Requirement:
As soon as the line containing "Note: point to every instance of the kitchen" appears in the material below, start returning lines exactly, and end with the line containing "Note: point to every instance of the sofa cushion".

Exercise input:
# # # # # # #

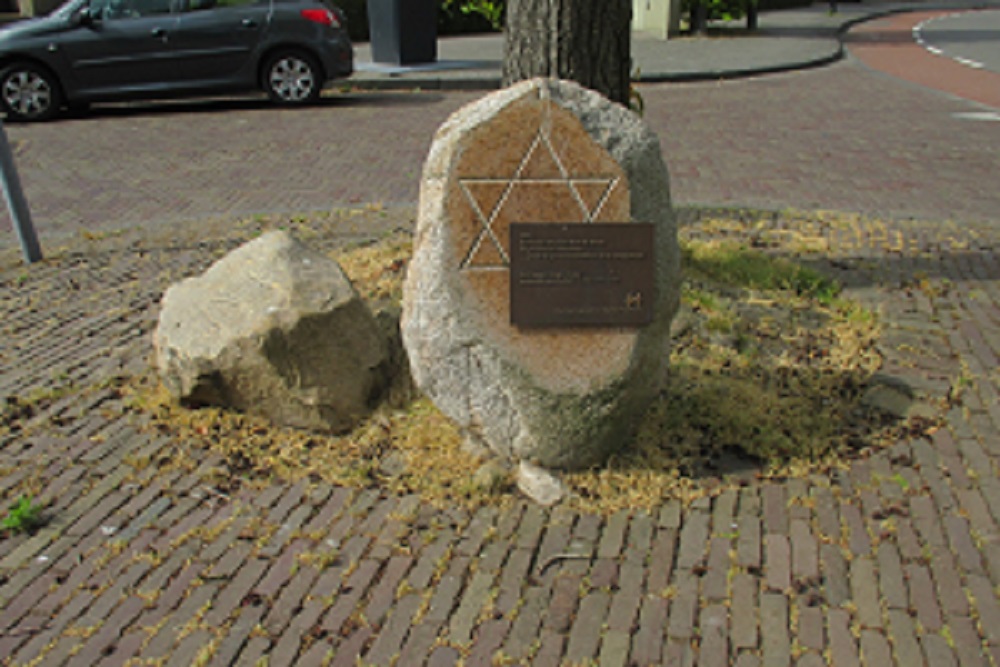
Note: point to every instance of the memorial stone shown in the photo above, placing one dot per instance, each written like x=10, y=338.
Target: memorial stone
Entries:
x=548, y=391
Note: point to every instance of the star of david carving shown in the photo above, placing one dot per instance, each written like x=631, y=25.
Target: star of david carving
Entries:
x=541, y=172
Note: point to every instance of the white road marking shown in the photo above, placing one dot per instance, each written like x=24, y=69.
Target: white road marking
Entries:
x=918, y=37
x=978, y=115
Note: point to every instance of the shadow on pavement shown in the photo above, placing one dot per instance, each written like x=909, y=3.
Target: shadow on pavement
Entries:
x=332, y=100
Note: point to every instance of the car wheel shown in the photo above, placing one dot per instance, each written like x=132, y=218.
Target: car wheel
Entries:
x=29, y=92
x=292, y=77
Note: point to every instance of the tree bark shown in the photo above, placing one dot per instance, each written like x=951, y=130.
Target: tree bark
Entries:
x=587, y=41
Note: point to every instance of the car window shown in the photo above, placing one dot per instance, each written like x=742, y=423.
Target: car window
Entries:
x=114, y=10
x=201, y=5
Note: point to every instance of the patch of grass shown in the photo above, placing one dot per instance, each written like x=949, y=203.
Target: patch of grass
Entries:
x=767, y=367
x=732, y=264
x=24, y=516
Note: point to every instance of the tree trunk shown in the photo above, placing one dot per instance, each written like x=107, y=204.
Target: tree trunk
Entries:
x=587, y=41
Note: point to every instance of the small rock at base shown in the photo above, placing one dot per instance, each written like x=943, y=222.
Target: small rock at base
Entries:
x=539, y=484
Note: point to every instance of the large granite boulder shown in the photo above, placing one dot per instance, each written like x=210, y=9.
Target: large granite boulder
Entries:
x=273, y=329
x=542, y=151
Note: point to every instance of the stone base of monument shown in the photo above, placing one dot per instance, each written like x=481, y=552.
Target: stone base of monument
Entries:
x=567, y=384
x=276, y=330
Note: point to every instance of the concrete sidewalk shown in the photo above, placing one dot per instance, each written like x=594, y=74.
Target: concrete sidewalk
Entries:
x=785, y=40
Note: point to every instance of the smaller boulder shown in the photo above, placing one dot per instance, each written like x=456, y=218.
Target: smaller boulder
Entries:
x=277, y=330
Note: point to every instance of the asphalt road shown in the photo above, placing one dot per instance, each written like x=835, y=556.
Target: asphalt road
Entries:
x=970, y=38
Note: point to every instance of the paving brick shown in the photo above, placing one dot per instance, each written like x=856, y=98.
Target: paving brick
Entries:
x=984, y=598
x=922, y=597
x=383, y=596
x=614, y=649
x=585, y=634
x=350, y=595
x=926, y=521
x=488, y=641
x=937, y=652
x=661, y=559
x=346, y=655
x=713, y=629
x=775, y=509
x=962, y=545
x=531, y=527
x=613, y=536
x=805, y=551
x=864, y=590
x=904, y=640
x=640, y=536
x=465, y=617
x=775, y=642
x=748, y=543
x=562, y=605
x=447, y=591
x=626, y=600
x=810, y=629
x=744, y=611
x=647, y=640
x=892, y=585
x=512, y=579
x=966, y=642
x=777, y=562
x=388, y=642
x=715, y=583
x=836, y=584
x=949, y=586
x=444, y=656
x=526, y=626
x=907, y=541
x=724, y=512
x=857, y=535
x=693, y=541
x=875, y=649
x=684, y=609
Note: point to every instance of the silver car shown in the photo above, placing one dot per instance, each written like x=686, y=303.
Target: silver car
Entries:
x=100, y=50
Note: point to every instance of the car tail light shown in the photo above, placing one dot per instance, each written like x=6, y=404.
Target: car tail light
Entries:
x=324, y=16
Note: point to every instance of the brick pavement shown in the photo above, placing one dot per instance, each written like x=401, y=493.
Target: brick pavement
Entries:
x=843, y=138
x=893, y=559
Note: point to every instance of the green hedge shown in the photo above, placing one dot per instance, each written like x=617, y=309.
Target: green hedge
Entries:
x=451, y=19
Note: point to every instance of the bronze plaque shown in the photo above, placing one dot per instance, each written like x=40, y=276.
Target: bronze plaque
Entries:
x=575, y=275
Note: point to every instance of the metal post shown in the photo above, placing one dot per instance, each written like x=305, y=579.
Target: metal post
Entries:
x=16, y=202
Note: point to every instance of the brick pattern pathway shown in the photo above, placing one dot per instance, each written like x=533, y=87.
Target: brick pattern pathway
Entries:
x=894, y=559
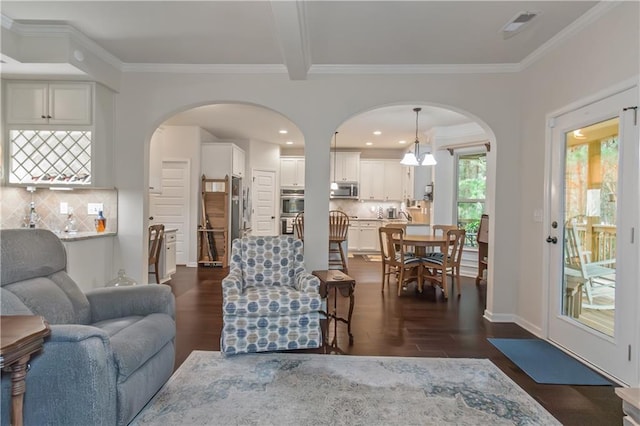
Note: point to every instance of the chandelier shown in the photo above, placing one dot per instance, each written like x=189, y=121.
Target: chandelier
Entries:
x=413, y=158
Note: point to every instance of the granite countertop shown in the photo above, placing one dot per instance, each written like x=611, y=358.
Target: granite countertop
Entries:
x=79, y=236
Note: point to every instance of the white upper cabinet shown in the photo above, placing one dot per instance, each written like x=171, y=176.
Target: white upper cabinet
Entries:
x=237, y=161
x=347, y=165
x=292, y=171
x=49, y=103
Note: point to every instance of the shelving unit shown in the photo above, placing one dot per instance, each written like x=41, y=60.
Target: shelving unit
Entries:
x=214, y=226
x=483, y=248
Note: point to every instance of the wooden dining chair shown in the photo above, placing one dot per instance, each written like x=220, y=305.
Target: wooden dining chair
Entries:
x=394, y=259
x=436, y=266
x=338, y=230
x=156, y=235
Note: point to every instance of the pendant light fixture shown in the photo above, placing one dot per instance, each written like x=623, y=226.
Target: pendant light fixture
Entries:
x=334, y=184
x=413, y=158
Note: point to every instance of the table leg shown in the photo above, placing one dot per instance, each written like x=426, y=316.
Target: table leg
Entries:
x=351, y=303
x=18, y=386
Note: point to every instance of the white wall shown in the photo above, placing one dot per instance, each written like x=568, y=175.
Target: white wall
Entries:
x=183, y=143
x=596, y=58
x=601, y=56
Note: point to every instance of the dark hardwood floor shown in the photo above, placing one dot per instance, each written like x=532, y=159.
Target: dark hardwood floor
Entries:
x=411, y=325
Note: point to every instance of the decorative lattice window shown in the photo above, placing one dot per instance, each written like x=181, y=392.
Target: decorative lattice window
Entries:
x=50, y=156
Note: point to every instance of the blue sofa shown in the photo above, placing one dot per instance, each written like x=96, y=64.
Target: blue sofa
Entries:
x=110, y=349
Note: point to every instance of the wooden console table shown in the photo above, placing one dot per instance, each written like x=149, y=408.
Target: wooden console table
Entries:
x=21, y=337
x=338, y=281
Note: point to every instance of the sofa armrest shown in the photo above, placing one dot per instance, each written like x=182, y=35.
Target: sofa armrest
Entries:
x=307, y=282
x=71, y=381
x=232, y=283
x=116, y=302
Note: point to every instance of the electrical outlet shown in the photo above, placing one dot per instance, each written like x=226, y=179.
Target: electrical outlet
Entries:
x=94, y=208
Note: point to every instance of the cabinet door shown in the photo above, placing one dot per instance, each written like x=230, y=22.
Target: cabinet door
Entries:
x=369, y=236
x=237, y=161
x=348, y=166
x=70, y=103
x=27, y=103
x=393, y=180
x=372, y=180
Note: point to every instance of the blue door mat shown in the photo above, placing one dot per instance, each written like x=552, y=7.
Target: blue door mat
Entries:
x=547, y=364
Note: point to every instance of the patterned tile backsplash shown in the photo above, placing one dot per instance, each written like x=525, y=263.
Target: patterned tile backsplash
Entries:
x=15, y=202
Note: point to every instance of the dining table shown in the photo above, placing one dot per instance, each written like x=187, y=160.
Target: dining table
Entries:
x=420, y=243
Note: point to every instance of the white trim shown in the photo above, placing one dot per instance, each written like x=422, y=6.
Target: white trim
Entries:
x=206, y=68
x=415, y=69
x=576, y=26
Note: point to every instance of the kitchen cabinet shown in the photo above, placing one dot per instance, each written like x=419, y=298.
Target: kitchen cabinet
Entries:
x=381, y=180
x=292, y=171
x=347, y=166
x=71, y=146
x=49, y=103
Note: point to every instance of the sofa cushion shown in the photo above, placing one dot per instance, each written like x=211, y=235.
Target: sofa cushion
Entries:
x=261, y=301
x=56, y=297
x=136, y=339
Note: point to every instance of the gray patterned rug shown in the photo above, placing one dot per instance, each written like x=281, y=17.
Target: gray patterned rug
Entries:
x=310, y=389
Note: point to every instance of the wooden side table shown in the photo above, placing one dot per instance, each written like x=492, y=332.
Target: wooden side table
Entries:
x=20, y=337
x=338, y=281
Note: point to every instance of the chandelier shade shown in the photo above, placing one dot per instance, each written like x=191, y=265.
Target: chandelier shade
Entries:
x=413, y=158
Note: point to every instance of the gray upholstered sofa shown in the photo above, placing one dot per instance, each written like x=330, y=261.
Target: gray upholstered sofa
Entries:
x=110, y=350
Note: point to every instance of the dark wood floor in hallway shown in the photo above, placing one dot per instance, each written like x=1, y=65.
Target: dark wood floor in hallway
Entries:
x=411, y=325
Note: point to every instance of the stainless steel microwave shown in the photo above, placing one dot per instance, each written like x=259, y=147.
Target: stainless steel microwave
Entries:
x=346, y=190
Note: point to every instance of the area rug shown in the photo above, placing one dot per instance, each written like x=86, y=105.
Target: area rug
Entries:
x=547, y=364
x=315, y=389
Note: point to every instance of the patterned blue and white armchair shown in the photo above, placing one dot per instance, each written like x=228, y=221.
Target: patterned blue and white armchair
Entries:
x=269, y=301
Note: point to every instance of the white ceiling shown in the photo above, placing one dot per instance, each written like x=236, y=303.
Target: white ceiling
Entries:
x=306, y=37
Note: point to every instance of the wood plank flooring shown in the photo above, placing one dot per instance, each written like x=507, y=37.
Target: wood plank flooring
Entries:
x=411, y=325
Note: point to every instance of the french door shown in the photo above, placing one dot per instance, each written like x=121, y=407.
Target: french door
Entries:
x=594, y=224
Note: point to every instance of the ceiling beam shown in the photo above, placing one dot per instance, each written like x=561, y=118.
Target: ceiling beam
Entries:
x=290, y=22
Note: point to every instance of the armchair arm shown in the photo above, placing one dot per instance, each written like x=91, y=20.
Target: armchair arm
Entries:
x=232, y=284
x=307, y=282
x=116, y=302
x=72, y=380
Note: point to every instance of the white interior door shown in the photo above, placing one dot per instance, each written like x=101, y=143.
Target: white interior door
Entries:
x=171, y=206
x=593, y=250
x=264, y=203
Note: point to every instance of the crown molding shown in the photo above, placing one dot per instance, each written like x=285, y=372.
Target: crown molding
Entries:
x=415, y=69
x=61, y=30
x=588, y=18
x=206, y=68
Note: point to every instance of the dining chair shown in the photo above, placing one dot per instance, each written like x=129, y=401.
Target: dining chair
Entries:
x=156, y=235
x=338, y=229
x=395, y=261
x=298, y=226
x=436, y=266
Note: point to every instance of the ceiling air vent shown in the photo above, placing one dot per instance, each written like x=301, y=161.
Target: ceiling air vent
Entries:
x=518, y=23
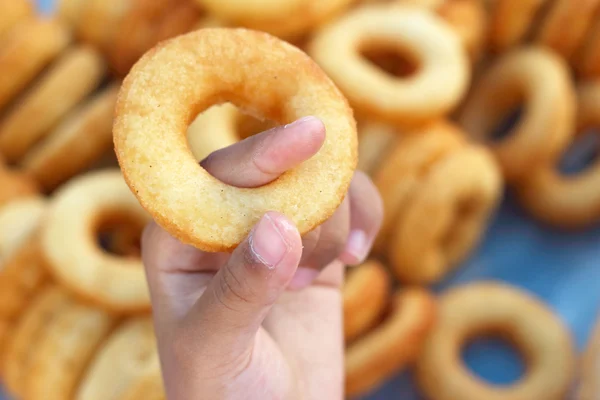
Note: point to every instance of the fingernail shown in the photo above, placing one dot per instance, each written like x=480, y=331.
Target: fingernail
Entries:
x=303, y=278
x=267, y=242
x=357, y=245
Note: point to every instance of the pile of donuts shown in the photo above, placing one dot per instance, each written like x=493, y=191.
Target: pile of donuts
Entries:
x=430, y=83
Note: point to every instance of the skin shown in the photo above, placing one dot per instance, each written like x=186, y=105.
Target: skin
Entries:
x=264, y=322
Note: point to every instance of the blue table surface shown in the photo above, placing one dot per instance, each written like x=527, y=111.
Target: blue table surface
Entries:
x=562, y=268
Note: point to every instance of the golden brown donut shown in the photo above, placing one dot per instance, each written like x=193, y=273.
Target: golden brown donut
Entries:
x=68, y=82
x=537, y=80
x=569, y=201
x=76, y=143
x=431, y=92
x=13, y=12
x=366, y=295
x=77, y=211
x=25, y=51
x=484, y=308
x=126, y=357
x=393, y=345
x=193, y=72
x=457, y=197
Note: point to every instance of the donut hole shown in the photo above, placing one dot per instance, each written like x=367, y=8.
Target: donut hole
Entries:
x=581, y=154
x=494, y=358
x=393, y=60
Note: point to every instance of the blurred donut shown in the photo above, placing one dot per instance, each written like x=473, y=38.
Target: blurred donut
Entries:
x=432, y=91
x=25, y=51
x=393, y=345
x=69, y=241
x=76, y=143
x=366, y=294
x=283, y=85
x=484, y=308
x=537, y=80
x=67, y=83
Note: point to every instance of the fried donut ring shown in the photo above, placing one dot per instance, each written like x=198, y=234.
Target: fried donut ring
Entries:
x=19, y=351
x=434, y=90
x=569, y=201
x=74, y=77
x=474, y=309
x=76, y=143
x=380, y=354
x=186, y=81
x=66, y=348
x=589, y=388
x=125, y=358
x=541, y=80
x=565, y=26
x=25, y=51
x=78, y=208
x=458, y=197
x=12, y=12
x=366, y=294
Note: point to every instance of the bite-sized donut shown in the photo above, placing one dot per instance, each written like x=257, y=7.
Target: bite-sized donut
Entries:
x=436, y=87
x=539, y=81
x=65, y=349
x=457, y=197
x=69, y=240
x=12, y=12
x=485, y=308
x=193, y=72
x=26, y=50
x=126, y=357
x=393, y=345
x=366, y=296
x=573, y=200
x=565, y=26
x=76, y=143
x=68, y=82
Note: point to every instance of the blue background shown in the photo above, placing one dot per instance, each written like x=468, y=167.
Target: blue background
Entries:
x=561, y=268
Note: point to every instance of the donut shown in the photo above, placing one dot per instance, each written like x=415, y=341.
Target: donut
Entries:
x=366, y=295
x=189, y=74
x=124, y=358
x=78, y=210
x=13, y=12
x=458, y=198
x=485, y=308
x=589, y=384
x=537, y=80
x=569, y=201
x=65, y=349
x=25, y=51
x=393, y=345
x=23, y=343
x=565, y=26
x=432, y=91
x=76, y=143
x=68, y=82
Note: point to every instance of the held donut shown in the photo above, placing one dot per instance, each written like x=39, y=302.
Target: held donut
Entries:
x=366, y=295
x=25, y=51
x=431, y=92
x=569, y=201
x=78, y=210
x=380, y=354
x=189, y=74
x=76, y=143
x=537, y=80
x=124, y=359
x=482, y=308
x=68, y=82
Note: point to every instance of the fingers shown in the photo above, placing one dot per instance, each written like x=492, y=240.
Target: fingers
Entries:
x=262, y=158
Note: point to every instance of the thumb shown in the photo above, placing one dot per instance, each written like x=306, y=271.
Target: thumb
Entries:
x=229, y=313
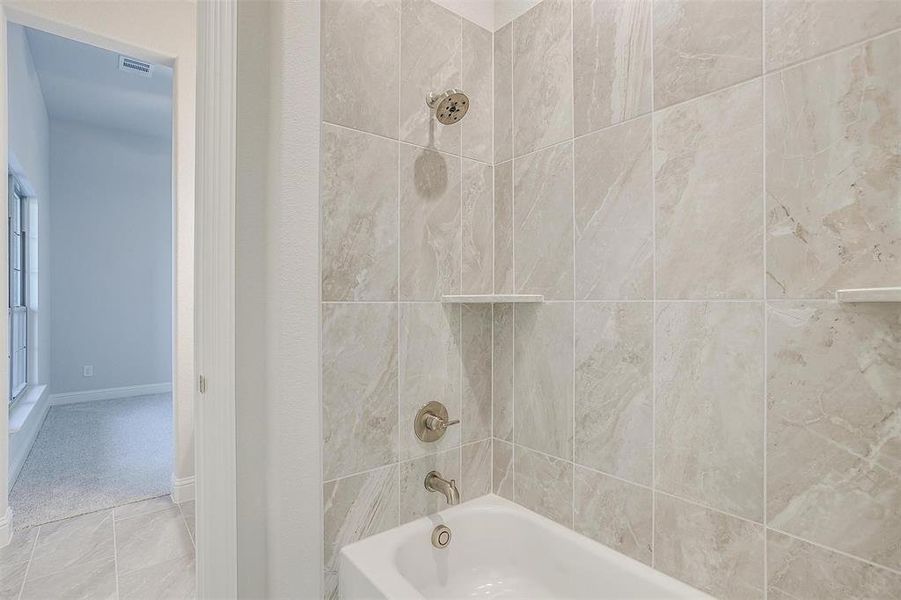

# # # # # # #

Expected answer:
Note: point to every instance of the kitchen cabinet shown in the photo above, placing one dot per instance, each written like x=419, y=298.
Target: kitchen cabinet
Entries:
x=381, y=180
x=292, y=171
x=347, y=166
x=71, y=146
x=49, y=103
Note: point to every instance of the sofa cushion shown in the photo above, placing one dot per instance, each written like x=211, y=235.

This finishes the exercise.